• Prompt
Reproduce the entries between the line holding "Annotation task — mark the white wall" and the line holding "<point>820,515</point>", inclusive, keeping every line. Adjust each x and y coordinate in the answer points by adding -55, and leave all other text as it stands.

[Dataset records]
● ● ● ● ●

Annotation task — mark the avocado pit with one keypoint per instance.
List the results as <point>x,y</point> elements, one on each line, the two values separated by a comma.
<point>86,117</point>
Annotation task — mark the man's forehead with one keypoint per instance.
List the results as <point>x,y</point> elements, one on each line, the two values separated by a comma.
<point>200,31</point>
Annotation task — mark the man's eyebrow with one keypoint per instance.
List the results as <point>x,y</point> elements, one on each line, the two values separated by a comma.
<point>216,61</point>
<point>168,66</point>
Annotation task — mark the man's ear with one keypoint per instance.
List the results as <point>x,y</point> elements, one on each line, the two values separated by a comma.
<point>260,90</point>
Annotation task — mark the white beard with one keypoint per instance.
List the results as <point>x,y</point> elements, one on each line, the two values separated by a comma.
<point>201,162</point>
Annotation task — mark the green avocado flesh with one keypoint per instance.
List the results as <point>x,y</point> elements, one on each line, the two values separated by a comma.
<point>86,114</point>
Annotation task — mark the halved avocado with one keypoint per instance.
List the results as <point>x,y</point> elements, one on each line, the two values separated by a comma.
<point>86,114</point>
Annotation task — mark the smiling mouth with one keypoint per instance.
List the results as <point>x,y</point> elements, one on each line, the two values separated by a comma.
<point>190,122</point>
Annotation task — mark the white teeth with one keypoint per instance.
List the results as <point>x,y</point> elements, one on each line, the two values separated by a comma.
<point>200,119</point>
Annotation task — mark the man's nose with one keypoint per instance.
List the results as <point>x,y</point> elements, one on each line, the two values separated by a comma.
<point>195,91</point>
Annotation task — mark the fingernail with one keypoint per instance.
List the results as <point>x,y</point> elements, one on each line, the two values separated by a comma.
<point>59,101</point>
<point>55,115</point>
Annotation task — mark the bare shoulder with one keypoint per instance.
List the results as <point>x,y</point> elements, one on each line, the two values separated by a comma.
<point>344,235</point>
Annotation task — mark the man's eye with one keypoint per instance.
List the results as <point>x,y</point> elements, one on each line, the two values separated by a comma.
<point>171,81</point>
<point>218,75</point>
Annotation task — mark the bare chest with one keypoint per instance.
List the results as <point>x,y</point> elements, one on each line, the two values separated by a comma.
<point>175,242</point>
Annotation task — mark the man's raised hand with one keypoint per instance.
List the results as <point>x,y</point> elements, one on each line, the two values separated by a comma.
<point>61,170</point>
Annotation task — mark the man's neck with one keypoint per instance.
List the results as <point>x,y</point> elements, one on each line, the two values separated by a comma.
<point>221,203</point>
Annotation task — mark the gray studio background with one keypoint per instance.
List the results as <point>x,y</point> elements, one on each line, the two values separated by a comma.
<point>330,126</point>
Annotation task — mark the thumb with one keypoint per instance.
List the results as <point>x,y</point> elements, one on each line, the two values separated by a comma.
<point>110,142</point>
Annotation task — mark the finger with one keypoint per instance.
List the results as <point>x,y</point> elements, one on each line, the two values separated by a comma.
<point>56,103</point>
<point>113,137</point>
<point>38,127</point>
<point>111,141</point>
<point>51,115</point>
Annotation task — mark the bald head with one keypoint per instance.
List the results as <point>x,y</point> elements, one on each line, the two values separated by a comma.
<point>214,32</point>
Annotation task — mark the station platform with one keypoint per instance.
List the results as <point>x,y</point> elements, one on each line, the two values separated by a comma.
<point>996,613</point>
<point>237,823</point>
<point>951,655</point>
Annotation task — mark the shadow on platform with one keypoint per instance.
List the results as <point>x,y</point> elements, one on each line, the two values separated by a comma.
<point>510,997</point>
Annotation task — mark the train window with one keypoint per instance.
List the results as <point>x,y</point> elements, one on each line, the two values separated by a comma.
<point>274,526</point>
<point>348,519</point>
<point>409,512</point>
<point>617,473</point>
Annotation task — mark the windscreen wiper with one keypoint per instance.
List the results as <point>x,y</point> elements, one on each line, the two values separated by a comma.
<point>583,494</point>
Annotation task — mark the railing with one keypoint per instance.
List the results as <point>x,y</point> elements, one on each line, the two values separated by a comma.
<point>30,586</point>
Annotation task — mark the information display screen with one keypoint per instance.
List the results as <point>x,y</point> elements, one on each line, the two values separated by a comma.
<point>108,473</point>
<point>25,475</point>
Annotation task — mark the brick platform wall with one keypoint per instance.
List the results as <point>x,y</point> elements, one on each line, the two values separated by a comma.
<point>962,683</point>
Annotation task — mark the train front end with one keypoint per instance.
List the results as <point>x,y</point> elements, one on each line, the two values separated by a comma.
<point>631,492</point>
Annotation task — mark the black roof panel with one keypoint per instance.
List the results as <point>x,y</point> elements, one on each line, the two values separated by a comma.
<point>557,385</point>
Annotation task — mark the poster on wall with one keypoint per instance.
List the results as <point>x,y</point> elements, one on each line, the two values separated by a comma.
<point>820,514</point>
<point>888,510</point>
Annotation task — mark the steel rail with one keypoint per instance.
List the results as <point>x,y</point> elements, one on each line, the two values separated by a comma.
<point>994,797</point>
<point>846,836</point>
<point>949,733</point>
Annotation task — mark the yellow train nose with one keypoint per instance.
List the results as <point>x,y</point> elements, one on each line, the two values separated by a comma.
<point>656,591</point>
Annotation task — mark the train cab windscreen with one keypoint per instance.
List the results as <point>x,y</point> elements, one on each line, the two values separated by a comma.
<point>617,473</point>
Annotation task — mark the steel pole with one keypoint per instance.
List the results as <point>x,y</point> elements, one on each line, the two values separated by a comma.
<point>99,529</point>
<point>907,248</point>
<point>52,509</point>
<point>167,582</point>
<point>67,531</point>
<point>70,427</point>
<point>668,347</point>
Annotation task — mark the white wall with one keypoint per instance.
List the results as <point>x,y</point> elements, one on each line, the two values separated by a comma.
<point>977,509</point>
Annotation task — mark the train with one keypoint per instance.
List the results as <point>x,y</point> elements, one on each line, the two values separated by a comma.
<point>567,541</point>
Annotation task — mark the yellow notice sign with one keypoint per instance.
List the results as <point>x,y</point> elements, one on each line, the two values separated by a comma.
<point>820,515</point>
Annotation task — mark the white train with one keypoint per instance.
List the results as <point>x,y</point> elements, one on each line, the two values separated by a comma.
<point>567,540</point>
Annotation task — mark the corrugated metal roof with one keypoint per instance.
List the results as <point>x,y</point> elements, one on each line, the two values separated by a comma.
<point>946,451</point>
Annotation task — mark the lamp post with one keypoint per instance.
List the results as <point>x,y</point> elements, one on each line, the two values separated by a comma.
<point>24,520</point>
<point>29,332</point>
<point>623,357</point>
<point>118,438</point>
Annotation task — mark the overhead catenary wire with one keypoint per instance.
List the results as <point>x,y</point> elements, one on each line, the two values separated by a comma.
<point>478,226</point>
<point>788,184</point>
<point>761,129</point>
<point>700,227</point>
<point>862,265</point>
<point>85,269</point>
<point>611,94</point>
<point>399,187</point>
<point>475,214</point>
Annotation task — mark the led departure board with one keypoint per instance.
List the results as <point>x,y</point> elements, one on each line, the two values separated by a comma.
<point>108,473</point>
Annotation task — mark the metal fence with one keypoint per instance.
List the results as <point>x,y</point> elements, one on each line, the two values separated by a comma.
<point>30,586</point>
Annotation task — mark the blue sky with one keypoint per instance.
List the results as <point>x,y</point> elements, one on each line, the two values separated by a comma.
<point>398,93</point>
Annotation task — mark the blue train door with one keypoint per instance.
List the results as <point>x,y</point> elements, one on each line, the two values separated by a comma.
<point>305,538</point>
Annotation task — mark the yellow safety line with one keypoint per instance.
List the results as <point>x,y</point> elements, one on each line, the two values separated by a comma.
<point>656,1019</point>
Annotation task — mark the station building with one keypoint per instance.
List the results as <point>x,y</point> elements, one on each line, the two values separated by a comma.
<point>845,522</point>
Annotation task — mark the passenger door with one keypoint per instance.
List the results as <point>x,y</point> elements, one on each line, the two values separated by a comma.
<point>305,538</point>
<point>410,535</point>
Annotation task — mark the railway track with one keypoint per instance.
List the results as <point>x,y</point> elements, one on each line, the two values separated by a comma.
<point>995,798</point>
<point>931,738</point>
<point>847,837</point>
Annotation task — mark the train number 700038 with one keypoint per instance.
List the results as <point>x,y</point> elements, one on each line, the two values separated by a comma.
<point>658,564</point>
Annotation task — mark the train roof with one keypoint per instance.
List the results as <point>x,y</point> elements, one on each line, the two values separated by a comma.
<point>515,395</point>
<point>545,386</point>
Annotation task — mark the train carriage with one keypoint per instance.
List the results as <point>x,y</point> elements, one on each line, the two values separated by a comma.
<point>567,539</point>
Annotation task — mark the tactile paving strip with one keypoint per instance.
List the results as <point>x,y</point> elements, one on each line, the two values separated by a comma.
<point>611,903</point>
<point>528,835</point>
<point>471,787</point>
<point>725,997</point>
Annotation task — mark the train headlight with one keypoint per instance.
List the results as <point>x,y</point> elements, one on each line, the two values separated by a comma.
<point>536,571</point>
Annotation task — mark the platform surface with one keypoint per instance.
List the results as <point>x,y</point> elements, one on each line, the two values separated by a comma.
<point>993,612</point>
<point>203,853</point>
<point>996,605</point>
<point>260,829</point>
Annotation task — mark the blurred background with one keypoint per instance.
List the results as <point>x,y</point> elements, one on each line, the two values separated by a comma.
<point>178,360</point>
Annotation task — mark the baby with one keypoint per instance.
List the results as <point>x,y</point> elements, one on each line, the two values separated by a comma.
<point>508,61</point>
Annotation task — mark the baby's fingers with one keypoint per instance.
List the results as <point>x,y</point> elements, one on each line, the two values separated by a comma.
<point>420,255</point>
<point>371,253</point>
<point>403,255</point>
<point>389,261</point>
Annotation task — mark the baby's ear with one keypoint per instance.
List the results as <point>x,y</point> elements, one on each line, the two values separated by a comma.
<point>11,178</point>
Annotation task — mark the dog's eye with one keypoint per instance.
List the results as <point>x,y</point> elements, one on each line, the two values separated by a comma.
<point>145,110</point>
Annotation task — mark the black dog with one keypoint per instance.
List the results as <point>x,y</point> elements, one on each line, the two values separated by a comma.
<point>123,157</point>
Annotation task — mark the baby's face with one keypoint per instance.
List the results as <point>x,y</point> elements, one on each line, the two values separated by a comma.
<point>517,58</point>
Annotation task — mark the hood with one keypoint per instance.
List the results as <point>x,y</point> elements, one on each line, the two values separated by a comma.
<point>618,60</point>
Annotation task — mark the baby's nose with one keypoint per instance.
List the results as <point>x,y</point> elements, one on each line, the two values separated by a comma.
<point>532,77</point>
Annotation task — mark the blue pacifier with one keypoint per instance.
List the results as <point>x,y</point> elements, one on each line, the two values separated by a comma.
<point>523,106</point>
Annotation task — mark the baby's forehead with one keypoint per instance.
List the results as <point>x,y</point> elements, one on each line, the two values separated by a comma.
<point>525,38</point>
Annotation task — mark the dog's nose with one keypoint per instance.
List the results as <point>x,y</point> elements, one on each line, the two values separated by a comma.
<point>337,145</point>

● ● ● ● ●

• Exercise solution
Annotation task — mark the white wall with one keypoint per instance.
List the results as <point>x,y</point> elements, one on each line, the two values separated by a comma.
<point>922,454</point>
Annotation task — mark the train with one keypoint per instance.
List the results as <point>x,y</point> elements, one on each line, the two values separated by a comma.
<point>512,486</point>
Annotation task — mark the yellow notice sign with one keypoint per instance.
List the results as <point>x,y</point> elements, one on each line, the two values separated by a comma.
<point>765,460</point>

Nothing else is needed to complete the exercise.